#### Ausgelesener Text

29.11.24

Hermann Holzhauser

 Hermann Holzhauser, der Mann unserer ehemaligen Vermieterin Erika, ist nun schon seit fast 15 Jahren verstorben. Seine letzten 2 Jahre waren nicht so schön für ihn (Pflegefall zu Hause). Er hatte aber ein sehr erfülltes Leben. Als ich ihn 1980 kennenlernte, war er noch Teilhaber und Geschäftsführer der Firma Meusel und Beck (damals in der Nähe des Südausgangs Hbf Nürnberg). 1974 hat er Anteile der Firma übernommen und aus einer Klitsche mit viel kollegialer Eigenarbeit ein ansehnliches Geschäft gemacht:


Eine seiner Lieben war die Segelfliegerei. Die Anfänge waren im 3.Reich als die Nazis in der vormilitärischen Ausbildung Jungs zum Fliegen bringen wollten. Hermann war 15 Jahre alt und am Hainberg gab es die ersten Flugversuche.




Es ging dann am Hesselberg vormilitärisch weiter. Aber sie hatten dort auch eine Gruppe, die Segelfliegen betrieb.

#### Zu erledigen
(a) In welchem Jahr hat Hermann Holzhauser laut dem Text über ihn Anteile der Firma Meusel und Beck übernommen?
(b) Tippe alle Einträge unten Zeile für Zeile unverändert ab.

#### Einträge
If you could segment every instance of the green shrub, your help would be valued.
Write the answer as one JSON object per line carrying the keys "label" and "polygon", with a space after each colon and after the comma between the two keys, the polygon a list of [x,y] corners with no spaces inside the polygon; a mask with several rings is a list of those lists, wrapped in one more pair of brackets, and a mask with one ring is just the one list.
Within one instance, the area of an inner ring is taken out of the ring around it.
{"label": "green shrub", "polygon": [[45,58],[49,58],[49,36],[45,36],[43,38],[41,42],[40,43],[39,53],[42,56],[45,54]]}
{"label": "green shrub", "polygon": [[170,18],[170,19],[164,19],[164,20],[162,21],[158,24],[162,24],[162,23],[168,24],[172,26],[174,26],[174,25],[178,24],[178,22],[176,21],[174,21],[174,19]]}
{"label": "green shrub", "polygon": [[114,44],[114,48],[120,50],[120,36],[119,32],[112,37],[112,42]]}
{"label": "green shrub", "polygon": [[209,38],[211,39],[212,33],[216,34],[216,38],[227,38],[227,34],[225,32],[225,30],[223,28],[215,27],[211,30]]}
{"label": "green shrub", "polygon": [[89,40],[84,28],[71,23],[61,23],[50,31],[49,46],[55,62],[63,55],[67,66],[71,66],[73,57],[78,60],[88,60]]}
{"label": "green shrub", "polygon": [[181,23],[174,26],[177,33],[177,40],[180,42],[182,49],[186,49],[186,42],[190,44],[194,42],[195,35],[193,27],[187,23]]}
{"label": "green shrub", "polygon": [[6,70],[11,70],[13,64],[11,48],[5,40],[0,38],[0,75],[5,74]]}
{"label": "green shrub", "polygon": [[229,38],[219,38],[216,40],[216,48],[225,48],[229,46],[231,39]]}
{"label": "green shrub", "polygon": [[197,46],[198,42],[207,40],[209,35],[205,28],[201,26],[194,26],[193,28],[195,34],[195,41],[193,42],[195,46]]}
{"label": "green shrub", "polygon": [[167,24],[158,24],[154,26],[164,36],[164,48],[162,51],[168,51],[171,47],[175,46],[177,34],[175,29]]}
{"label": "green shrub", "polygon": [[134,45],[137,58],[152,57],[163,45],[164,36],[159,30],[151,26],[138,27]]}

#### Antworten je Aufgabe
(a) 1974

(b)
If you could segment every instance of the green shrub, your help would be valued.
Write the answer as one JSON object per line carrying the keys "label" and "polygon", with a space after each colon and after the comma between the two keys, the polygon a list of [x,y] corners with no spaces inside the polygon; a mask with several rings is a list of those lists, wrapped in one more pair of brackets, and a mask with one ring is just the one list.
Within one instance, the area of an inner ring is taken out of the ring around it.
{"label": "green shrub", "polygon": [[45,58],[49,58],[49,36],[45,36],[43,38],[41,42],[40,43],[39,53],[42,56],[45,54]]}
{"label": "green shrub", "polygon": [[170,18],[170,19],[164,19],[164,20],[162,21],[158,24],[162,24],[162,23],[168,24],[172,26],[174,26],[174,25],[178,24],[178,22],[176,21],[174,21],[174,19]]}
{"label": "green shrub", "polygon": [[114,44],[114,48],[120,50],[120,36],[119,32],[112,37],[112,42]]}
{"label": "green shrub", "polygon": [[209,38],[211,39],[212,33],[216,34],[216,38],[227,38],[227,34],[225,32],[225,30],[223,28],[215,27],[211,30]]}
{"label": "green shrub", "polygon": [[89,40],[84,28],[71,23],[61,23],[50,31],[49,46],[55,62],[63,55],[67,66],[71,66],[73,57],[78,60],[88,60]]}
{"label": "green shrub", "polygon": [[181,23],[174,26],[177,33],[177,40],[180,42],[182,49],[186,49],[186,42],[190,44],[194,42],[195,35],[193,27],[187,23]]}
{"label": "green shrub", "polygon": [[6,70],[11,70],[13,64],[11,48],[5,40],[0,38],[0,75],[5,74]]}
{"label": "green shrub", "polygon": [[229,38],[219,38],[216,40],[216,48],[225,48],[229,46],[231,39]]}
{"label": "green shrub", "polygon": [[197,46],[198,42],[207,40],[209,35],[205,28],[201,26],[194,26],[193,28],[195,34],[195,41],[193,42],[195,46]]}
{"label": "green shrub", "polygon": [[167,24],[158,24],[154,26],[164,36],[164,48],[162,51],[168,51],[171,47],[175,46],[177,34],[175,29]]}
{"label": "green shrub", "polygon": [[134,45],[137,58],[152,57],[163,45],[164,36],[159,30],[151,26],[138,27]]}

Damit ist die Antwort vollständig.